▶ Extrait à lire

+ + + + +

L’administration de l’école essaie de mettre la main à la pâte. « L’école (le Principal) avait proposé à ce que l’on mette un stock de serviettes hygiéniques à la disposition des filles juste au cas où̀ elles en auraient besoin, mais jusqu’à présent rien n’a été fait ». Ces propos de Mme Bodian traduisent toute la peine qu’elle ressent en voyant la situation qui va de mal en pis sans solution concrète.
La santé de la reproduction constitue un sujet sensible et également un tabou dans certaines zones du pays. Alors, la question des menstrues, qui est parfois liée à la culture, constitue une barrière pour certaines choses. Difficile pour ces filles de s’exprimer librement sur le sujet avec n’importe qui. Aujourd’hui, la situation s’améliore même si elle n’a pas totalement changé. Avec cette condition, une meilleure implication des autorités est souhaitée par les élèves et le corps professoral afin de changer la donne.
Sur le marché, les prix des serviettes hygiéniques varient entre 500 francs CFA et 4.000 francs CFA. Elles sont ainsi un luxe pour certains parents qui préfèrent « s’occuper de choses plus importantes ». C’est ce que Mère Diaité nous fait comprendre. Cette maman de 5 enfants, dont 3 filles, est une ménagère. Le peu qu’elle gagne, elle l’investit dans l’éducation de ses enfants. Pour elle, il est impossible d’ajouter à ses dépenses d’autres frais. « Leur trouver de quoi manger et payer leurs frais de scolarité, c’est ma mission. C’est déjà dur de gérer cela donc si je dois y ajouter l’achat de serviettes hygiéniques, c’est clair qu’ils ne mangeront pas ». Ses filles se voient malheureusement se contenter des vieux t-shirts dont les voisins n’ont plus besoin.

+ + + + +

▶ Données fournies
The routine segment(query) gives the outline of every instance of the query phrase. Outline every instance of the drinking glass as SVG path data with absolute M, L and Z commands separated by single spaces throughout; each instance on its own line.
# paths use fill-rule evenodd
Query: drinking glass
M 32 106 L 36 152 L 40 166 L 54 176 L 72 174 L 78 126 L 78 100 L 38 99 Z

+ + + + +

▶ Consigne
Recopiez mot pour mot l'extrait entier sur les serviettes hygiéniques et les élèves.

▶ Corrigé
L’administration de l’école essaie de mettre la main à la pâte. « L’école (le Principal) avait proposé à ce que l’on mette un stock de serviettes hygiéniques à la disposition des filles juste au cas où̀ elles en auraient besoin, mais jusqu’à présent rien n’a été fait ». Ces propos de Mme Bodian traduisent toute la peine qu’elle ressent en voyant la situation qui va de mal en pis sans solution concrète.
La santé de la reproduction constitue un sujet sensible et également un tabou dans certaines zones du pays. Alors, la question des menstrues, qui est parfois liée à la culture, constitue une barrière pour certaines choses. Difficile pour ces filles de s’exprimer librement sur le sujet avec n’importe qui. Aujourd’hui, la situation s’améliore même si elle n’a pas totalement changé. Avec cette condition, une meilleure implication des autorités est souhaitée par les élèves et le corps professoral afin de changer la donne.
Sur le marché, les prix des serviettes hygiéniques varient entre 500 francs CFA et 4.000 francs CFA. Elles sont ainsi un luxe pour certains parents qui préfèrent « s’occuper de choses plus importantes ». C’est ce que Mère Diaité nous fait comprendre. Cette maman de 5 enfants, dont 3 filles, est une ménagère. Le peu qu’elle gagne, elle l’investit dans l’éducation de ses enfants. Pour elle, il est impossible d’ajouter à ses dépenses d’autres frais. « Leur trouver de quoi manger et payer leurs frais de scolarité, c’est ma mission. C’est déjà dur de gérer cela donc si je dois y ajouter l’achat de serviettes hygiéniques, c’est clair qu’ils ne mangeront pas ». Ses filles se voient malheureusement se contenter des vieux t-shirts dont les voisins n’ont plus besoin.